(Given passage begins)

Monga added, "Though non-competitive in nature, the event has been retained as a race to try to spot as many birds and explore every site in and around the city. Invaluable data has been gathered, which reflects all that is good and bad about how our urban areas are impacting the natural scheme of things. Also, as of last season, we have been slowly expanding the Mumbai event into a pan-Maharashtra event on the lines of what we have managed to successfully achieve with the help of local birdwatching communities' support in Gujarat and Kerala."

The Mumbai BirdRace has helped experts accumulate interesting and illuminating data on the region’s birdlife, including on specific families and species, over the years. There continue to be ups and downs in terms of species sightings and bird numbers across sites and habitats, with grass and scrub landscapes having been most affected, followed by wetlands.

(Given passage ends)
(Information provided begins)

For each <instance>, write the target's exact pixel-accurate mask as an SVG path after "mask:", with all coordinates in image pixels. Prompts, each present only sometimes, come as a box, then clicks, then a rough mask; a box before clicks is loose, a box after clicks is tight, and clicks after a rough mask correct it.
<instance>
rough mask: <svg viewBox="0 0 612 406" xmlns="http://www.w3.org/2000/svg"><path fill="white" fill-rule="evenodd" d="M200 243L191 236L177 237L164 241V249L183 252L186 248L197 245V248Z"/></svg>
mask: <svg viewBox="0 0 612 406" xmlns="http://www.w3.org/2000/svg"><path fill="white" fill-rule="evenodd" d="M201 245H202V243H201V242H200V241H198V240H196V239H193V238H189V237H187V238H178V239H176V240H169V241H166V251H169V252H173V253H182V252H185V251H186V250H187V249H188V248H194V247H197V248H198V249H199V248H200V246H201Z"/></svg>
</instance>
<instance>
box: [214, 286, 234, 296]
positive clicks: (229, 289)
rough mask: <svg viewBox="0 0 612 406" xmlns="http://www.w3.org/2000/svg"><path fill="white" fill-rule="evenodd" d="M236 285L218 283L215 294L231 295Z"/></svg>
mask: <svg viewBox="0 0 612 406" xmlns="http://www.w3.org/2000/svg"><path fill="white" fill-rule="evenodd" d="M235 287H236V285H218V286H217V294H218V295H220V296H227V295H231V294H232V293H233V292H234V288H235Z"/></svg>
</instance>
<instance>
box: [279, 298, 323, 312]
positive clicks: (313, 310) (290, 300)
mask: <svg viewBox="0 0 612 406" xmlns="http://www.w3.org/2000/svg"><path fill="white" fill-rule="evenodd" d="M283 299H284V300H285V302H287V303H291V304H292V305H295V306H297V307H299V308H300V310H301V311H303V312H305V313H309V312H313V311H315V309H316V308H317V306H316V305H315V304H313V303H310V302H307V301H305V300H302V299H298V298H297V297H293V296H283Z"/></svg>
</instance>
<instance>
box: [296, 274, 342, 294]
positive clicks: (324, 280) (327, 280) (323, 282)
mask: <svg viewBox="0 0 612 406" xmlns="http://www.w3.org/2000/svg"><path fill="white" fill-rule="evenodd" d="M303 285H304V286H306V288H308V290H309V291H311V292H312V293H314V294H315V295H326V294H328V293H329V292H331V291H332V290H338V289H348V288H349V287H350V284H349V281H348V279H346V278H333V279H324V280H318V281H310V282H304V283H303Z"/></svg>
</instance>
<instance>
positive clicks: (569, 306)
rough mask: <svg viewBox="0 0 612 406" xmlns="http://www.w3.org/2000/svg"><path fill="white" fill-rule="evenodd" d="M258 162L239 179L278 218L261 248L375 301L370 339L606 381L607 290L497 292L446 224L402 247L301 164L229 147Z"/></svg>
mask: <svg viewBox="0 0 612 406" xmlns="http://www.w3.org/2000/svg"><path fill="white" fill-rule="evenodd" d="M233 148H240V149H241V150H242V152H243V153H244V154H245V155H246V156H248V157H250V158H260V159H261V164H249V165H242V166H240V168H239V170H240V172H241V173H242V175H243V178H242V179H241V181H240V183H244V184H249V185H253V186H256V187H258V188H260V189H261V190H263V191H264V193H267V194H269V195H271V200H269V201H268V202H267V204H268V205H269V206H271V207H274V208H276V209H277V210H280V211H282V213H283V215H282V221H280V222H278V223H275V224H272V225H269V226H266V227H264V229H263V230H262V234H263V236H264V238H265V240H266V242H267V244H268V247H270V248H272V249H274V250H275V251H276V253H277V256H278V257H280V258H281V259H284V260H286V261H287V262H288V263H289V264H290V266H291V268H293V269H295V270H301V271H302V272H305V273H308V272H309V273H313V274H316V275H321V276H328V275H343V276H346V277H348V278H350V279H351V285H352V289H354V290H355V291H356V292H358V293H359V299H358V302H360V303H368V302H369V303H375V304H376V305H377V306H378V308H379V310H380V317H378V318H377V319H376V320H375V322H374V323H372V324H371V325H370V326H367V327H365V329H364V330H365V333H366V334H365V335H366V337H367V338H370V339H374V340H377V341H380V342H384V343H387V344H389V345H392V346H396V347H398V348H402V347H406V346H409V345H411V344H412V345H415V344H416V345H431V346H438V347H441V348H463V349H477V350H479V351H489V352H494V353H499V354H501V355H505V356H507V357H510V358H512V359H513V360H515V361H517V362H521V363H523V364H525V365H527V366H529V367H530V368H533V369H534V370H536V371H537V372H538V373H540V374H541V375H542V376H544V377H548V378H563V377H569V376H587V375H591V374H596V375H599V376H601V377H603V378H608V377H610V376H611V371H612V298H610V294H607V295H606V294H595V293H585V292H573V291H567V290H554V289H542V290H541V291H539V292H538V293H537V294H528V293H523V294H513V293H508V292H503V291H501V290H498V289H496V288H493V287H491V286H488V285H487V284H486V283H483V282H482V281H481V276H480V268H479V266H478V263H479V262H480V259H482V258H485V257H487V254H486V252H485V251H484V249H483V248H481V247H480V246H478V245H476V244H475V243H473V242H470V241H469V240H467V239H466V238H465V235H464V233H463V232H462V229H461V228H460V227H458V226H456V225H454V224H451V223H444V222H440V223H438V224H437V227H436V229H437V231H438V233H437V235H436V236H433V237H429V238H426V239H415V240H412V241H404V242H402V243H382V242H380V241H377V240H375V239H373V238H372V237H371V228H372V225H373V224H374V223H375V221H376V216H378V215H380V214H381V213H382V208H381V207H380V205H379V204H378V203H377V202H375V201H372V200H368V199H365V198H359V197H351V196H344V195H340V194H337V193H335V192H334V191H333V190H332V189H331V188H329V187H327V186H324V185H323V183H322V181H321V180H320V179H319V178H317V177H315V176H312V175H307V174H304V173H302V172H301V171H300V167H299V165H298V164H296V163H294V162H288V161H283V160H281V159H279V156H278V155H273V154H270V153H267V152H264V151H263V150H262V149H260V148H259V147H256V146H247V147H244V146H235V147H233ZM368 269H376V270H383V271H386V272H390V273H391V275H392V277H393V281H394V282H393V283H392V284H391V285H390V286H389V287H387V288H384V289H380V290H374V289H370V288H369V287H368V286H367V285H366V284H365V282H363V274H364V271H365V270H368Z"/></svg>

(Information provided ends)

**What needs to be done**
Carry the Mumbai BirdRace article forward, picking up right after its last sentence. The records have no part in this.

**Your response**
"The India BirdRaces also serve to highlight local issues and in the context of the Mumbai region, the plight of deteriorating wetlands continues to be of utmost concern," said Monga.

He added, "Tragically, on the eve of the 19th Mumbai BirdRace, the distressing news of the Maharashtra Coastal Zone Management Authority giving in-principal clearance to a golf course over the bird-rich wetlands of Seawoods completely offsets the hollow proclamations of the finance minister on wetland conservation during her Union Budget address on the very same day. What a mockery of our understanding of wetlands it is."